• [Material provided]
● ● ● ● ●
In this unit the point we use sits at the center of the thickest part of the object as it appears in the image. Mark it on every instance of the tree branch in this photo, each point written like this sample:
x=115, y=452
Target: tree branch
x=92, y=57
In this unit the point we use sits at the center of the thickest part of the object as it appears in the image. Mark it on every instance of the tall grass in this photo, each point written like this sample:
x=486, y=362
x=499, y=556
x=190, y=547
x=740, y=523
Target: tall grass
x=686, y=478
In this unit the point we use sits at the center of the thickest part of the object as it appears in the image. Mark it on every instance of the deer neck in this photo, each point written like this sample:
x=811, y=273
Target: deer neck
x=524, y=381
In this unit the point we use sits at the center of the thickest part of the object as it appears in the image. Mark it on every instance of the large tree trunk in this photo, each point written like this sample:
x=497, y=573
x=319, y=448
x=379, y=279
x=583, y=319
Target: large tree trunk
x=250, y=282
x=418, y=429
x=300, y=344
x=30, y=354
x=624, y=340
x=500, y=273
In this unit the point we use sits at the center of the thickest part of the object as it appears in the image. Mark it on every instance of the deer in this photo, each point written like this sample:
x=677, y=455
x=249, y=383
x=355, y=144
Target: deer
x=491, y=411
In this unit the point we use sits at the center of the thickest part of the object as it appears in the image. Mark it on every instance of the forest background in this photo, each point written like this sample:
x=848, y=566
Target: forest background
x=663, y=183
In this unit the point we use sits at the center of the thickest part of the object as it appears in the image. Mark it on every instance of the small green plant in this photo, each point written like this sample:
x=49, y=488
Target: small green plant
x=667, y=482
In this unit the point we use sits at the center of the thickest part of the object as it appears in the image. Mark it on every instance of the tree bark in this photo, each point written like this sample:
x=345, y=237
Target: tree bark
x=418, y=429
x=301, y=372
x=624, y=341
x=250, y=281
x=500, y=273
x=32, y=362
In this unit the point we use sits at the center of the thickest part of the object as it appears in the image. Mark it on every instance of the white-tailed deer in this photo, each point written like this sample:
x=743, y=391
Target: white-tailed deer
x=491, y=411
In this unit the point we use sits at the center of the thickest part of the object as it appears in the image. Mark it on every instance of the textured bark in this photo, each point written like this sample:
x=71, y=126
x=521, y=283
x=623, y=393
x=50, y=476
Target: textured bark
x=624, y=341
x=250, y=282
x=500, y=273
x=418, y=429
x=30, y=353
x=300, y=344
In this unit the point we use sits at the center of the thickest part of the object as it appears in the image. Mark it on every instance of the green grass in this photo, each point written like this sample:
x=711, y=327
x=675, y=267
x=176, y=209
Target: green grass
● ● ● ● ●
Could you reproduce every one of the lines above, word for word, leaving nothing out and changing nothing?

In this unit the point we use sits at the center of the thickest part of the object as it appears in the image. Mark it on every instance of the tree branch in this photo, each point written like this sample:
x=115, y=452
Target: tree branch
x=92, y=57
In this unit the point we use sits at the center of the thickest part of the object as it appears in the image. Mark it on every instance of the tall grass in this photo, each point written like this sample:
x=486, y=362
x=499, y=556
x=190, y=547
x=740, y=523
Target: tall grass
x=686, y=478
In this unit the point we use sits at the center of the thickest part of the object as it appears in the image. Mark it on every instance of the deer neck in this photo, each point written like this sample:
x=811, y=273
Target: deer neck
x=524, y=381
In this unit the point we use sits at the center of the thickest part of the object as it appears in the image. Mark it on every instance of the large tree trunk in this photo, each point written like this sample:
x=497, y=573
x=319, y=448
x=379, y=279
x=583, y=319
Target: large tree trunk
x=250, y=282
x=418, y=429
x=300, y=344
x=30, y=354
x=624, y=340
x=500, y=273
In this unit the point we use sits at the center of the thickest part of the object as it appears in the image. Mark it on every instance of the deer in this photo, each point written like this sample:
x=677, y=455
x=249, y=383
x=355, y=144
Target: deer
x=491, y=411
In this unit the point we use sits at the center of the thickest part of the object as it appears in the image. Mark it on every instance of the forest background in this photo, each point written like this sample:
x=848, y=566
Target: forest background
x=663, y=183
In this unit the point we use sits at the center of the thickest part of the object as it appears in the image. Mark it on every instance of the small green plant in this photo, each point written like this sample:
x=49, y=488
Target: small green plant
x=667, y=482
In this unit the point we use sits at the center of the thickest part of the object as it appears in the image. Mark it on every instance of the tree bark in this photo, each point written like this sample:
x=345, y=237
Target: tree bark
x=418, y=429
x=301, y=372
x=624, y=341
x=250, y=281
x=500, y=273
x=32, y=362
In this unit the point we use sits at the center of the thickest part of the object as it appears in the image. Mark it on every instance of the white-tailed deer in this photo, each point written like this sample:
x=743, y=391
Target: white-tailed deer
x=491, y=411
In this unit the point we use sits at the center of the thickest part of the object as it appears in the image. Mark it on every instance of the textured bark in this photo, each point written like this sample:
x=71, y=126
x=521, y=283
x=623, y=393
x=50, y=476
Target: textured bark
x=624, y=341
x=250, y=282
x=500, y=273
x=418, y=429
x=30, y=353
x=300, y=344
In this unit the point we use sits at the center of the thickest part of the object as it appears in the image. Mark it on every instance of the green grass in this photo, each point written like this sample:
x=711, y=327
x=675, y=267
x=176, y=209
Target: green grass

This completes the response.